BECOME AN INSTANT EXPERT ON THE AZTECS

BECOME AN INSTANT EXPERT ON THE AZTECS

14 Mar 2022

From where did they originate, how did they disappear – and why does the brilliant Aztec civilisation still loom so large in our collective memories? Art historian and Aztec expert Maria Chester reveals the answers


Aztec civilisation, as imagined by artist Diego Rivera, in his mural at the Palacio Nacional, Mexico City


A 1704 map, a copy of an older image that was a representation of the Aztec migration from Aztlán to Chapultepec Hill, currently Mexico City


1. SOCIETY AND CUSTOMS

The Aztec (also once known as the Mexica or Tenochca) civilisation was highly developed socially, intellectually and artistically. By the 1500s their empire stretched from the Pacific to the Atlantic, creating a powerful confederation known as the ‘Triple Alliance’.

The Aztecs had migrated from Aztlán (‘Aztec’ means 'people from Aztlán’) in 1064. They settled in the Lake Texcoco area c.1250 and there they built their capital city, Tenochtitlán. 

These people had two main social classes: the pilli and the macehualli.

The pilli ruled and were regarded as gods, with their warriors enjoying a glorified position in society. 

The macehualli were farmers, traders, weavers or people who worked in the marketplace. Around 20% of the macehualli were dedicated to agriculture and food production. The Aztecs did not have beasts of burden, and no wheeled carts were used. All goods were transported by a porter or by small boats and canoes. The macehualli were trained from infancy to carry weights and, when adults, they could walk for 15 hours carrying 35kg on their backs.

■ COMPLETE THE FOLLOWING:
a – List every kind of worker that the Aztec article names among the macehualli.
b – According to the Aztec article, around what year did the Aztecs settle in the Lake Texcoco area?
c – Resume the Aztec article right after its final sentence.

■ RECORDED INFORMATION:

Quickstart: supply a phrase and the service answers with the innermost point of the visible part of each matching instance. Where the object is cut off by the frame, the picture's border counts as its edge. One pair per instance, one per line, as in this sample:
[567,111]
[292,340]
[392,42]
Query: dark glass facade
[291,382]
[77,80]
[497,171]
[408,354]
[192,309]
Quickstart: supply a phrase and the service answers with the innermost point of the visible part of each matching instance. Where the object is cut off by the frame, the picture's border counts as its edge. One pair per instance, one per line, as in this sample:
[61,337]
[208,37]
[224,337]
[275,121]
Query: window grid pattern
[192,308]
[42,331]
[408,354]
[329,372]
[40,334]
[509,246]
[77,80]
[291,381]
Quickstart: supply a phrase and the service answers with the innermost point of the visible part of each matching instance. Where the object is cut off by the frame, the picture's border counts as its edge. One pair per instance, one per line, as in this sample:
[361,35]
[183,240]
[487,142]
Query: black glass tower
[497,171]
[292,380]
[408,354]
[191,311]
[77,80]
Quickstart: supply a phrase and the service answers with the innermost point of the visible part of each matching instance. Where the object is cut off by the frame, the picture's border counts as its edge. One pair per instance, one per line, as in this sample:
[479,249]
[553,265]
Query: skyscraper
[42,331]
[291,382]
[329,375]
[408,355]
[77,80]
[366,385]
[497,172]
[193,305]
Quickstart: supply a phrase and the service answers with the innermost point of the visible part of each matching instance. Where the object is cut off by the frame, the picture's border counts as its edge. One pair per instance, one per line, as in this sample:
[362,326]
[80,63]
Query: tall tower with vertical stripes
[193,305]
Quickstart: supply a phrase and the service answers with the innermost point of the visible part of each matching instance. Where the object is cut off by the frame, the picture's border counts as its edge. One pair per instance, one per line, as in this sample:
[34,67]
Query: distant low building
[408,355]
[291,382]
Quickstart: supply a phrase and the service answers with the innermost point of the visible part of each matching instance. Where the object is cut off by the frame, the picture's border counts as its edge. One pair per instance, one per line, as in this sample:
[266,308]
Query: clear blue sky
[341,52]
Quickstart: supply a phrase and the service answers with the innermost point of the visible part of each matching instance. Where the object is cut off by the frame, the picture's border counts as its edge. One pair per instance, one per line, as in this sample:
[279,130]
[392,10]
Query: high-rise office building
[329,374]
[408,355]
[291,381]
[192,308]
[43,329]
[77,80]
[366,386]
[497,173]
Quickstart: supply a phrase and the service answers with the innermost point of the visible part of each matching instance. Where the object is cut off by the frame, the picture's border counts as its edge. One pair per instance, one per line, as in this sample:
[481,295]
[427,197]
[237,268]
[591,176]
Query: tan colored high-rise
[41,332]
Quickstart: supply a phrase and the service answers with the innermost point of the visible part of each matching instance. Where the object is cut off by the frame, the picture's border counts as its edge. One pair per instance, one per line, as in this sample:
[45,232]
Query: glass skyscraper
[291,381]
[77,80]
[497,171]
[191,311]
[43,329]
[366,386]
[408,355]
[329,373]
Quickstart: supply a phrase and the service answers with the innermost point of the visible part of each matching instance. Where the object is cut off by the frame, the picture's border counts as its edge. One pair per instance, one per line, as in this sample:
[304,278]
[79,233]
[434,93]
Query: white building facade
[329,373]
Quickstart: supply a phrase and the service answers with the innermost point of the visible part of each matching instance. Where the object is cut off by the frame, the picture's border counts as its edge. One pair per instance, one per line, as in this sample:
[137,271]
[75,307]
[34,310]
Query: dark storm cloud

■ EXPECTED OUTPUTS:
a – farmers, traders, weavers, people who worked in the marketplace

b – c.1250

c –
Those of the macehualli who were travelling and trading goods were called pochteca – and it is known that the pochteca were also spies and informers. In addition, there were courtesans called auianime, trained to entertain the emperor and nobles. They were similar to the hetaera in Greece: professional courtesans who were not only beautiful, but highly educated and cultured. Prostitutes were also part of society, although not as well educated as the auianime. At the bottom of the social pyramid were the tlacotin: slaves that had been captured in battles or gleaned as payment for family debts.

Marriage was only allowed among members of the same class. The union was arranged after long negotiations between families and, to formalise, the mantle clothing of the man and woman were literally knotted together. A man could have only one legal wife and a family without children was considered cursed by the gods. 

The man was the head of the family, but Aztec women had their own rights: they could own properties, run their own businesses, ask for advice in case of marital problems, and even request divorce in case of extreme cruelty. Their estate was divided equally and, after the divorce, both were free.

Adultery was punished with death.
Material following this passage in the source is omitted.